> _Problem to work on_
Extract every line of the items below that contains the word "white", matching case exactly.

> _Provided material_
********

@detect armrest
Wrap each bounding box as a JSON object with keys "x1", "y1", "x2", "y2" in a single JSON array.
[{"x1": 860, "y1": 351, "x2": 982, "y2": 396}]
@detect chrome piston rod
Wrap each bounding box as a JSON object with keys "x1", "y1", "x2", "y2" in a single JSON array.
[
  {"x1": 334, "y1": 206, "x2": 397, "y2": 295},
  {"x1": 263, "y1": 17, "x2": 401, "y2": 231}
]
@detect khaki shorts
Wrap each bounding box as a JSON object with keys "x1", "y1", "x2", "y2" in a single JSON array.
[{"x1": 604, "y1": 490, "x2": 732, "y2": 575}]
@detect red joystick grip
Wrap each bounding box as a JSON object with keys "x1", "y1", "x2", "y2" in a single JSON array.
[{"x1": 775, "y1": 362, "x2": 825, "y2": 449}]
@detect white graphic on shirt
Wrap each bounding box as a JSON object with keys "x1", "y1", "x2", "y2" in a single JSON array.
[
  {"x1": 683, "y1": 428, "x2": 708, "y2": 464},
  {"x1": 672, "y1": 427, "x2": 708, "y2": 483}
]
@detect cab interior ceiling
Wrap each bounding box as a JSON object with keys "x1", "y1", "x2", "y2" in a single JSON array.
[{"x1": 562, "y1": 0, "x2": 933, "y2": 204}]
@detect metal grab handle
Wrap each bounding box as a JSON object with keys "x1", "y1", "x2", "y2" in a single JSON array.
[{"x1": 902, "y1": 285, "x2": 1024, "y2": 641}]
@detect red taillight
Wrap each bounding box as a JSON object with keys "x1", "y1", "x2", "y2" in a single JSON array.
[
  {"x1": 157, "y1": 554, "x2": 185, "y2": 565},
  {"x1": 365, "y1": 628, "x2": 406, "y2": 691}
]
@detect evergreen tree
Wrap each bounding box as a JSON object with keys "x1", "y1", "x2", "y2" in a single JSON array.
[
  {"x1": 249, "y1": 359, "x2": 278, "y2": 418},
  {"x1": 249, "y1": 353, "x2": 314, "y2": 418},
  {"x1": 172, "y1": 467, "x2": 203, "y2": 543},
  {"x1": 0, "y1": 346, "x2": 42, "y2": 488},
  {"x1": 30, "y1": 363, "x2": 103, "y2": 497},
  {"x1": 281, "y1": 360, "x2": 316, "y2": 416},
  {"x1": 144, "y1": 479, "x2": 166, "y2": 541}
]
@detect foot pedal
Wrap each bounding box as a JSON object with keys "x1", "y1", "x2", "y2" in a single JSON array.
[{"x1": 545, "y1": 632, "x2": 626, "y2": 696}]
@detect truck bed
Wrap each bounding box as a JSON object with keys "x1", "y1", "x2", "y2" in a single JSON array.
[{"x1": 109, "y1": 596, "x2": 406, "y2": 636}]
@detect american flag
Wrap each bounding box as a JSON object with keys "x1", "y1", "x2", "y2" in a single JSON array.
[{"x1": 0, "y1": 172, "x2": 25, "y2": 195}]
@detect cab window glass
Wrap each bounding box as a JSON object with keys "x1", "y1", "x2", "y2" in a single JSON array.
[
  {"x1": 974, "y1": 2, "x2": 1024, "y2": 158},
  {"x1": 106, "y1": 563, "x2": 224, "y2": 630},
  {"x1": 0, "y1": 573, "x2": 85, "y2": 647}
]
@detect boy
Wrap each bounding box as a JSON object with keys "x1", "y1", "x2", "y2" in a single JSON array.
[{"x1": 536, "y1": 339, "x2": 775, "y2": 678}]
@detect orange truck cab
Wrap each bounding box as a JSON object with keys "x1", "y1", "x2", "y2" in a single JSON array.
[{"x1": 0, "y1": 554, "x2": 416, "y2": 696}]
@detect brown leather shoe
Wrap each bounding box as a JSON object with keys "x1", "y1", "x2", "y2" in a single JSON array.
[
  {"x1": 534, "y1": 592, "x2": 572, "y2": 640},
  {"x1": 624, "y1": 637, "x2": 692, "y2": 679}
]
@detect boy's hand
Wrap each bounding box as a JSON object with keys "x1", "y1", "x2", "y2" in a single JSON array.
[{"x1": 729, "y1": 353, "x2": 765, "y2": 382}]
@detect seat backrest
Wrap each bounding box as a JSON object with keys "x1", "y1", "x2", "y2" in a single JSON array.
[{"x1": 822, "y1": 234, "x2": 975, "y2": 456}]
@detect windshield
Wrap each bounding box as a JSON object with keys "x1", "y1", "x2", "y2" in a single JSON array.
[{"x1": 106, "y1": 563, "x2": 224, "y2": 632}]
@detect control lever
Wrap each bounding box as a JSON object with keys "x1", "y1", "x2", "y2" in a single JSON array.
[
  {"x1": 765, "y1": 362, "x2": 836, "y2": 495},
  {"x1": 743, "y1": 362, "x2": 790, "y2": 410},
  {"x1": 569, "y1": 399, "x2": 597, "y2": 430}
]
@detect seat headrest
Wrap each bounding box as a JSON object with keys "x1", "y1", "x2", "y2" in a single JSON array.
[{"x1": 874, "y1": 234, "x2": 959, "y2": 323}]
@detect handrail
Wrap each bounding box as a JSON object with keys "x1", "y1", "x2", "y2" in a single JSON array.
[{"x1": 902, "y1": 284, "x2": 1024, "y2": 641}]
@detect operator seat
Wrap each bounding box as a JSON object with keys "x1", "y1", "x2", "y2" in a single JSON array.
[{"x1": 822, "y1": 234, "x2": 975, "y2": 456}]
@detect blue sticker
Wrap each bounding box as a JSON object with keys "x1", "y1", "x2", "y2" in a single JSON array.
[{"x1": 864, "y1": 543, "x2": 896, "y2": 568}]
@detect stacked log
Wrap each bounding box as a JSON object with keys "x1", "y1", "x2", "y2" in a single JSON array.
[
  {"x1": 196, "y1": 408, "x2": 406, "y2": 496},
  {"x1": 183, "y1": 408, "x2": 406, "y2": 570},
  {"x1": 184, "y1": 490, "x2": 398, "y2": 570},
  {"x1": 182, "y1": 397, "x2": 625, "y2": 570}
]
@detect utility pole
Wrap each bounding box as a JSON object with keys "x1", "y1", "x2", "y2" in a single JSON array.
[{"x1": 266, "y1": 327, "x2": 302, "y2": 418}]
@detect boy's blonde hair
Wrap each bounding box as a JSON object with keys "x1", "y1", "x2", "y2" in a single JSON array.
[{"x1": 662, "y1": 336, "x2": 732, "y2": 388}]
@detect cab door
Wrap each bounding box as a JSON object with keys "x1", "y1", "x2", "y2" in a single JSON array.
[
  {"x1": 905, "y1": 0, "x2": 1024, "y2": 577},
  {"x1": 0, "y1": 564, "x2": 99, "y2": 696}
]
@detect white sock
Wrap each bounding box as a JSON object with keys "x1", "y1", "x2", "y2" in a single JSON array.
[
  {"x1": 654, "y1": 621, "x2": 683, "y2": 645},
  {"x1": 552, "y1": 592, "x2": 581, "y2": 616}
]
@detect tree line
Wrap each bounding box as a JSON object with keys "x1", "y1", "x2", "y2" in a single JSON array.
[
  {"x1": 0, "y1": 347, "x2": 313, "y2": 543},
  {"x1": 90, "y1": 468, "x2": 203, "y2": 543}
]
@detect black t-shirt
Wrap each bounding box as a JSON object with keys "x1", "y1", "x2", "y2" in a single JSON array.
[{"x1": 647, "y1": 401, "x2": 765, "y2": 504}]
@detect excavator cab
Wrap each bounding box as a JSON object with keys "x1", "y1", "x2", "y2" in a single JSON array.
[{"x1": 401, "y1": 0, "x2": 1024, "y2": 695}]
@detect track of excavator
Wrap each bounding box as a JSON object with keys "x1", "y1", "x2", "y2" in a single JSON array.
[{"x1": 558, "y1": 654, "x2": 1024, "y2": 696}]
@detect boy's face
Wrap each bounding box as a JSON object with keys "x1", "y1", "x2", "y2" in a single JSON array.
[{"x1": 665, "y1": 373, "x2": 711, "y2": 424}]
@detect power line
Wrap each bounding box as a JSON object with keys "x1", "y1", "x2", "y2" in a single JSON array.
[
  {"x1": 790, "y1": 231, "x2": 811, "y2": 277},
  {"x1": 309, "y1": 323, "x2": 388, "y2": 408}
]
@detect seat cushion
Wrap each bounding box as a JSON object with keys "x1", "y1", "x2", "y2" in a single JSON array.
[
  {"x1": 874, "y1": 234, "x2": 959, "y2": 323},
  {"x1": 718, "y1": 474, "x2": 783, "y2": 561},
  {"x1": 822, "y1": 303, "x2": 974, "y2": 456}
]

********

> _Worked answer_
@detect white graphic on shirt
@detect white sock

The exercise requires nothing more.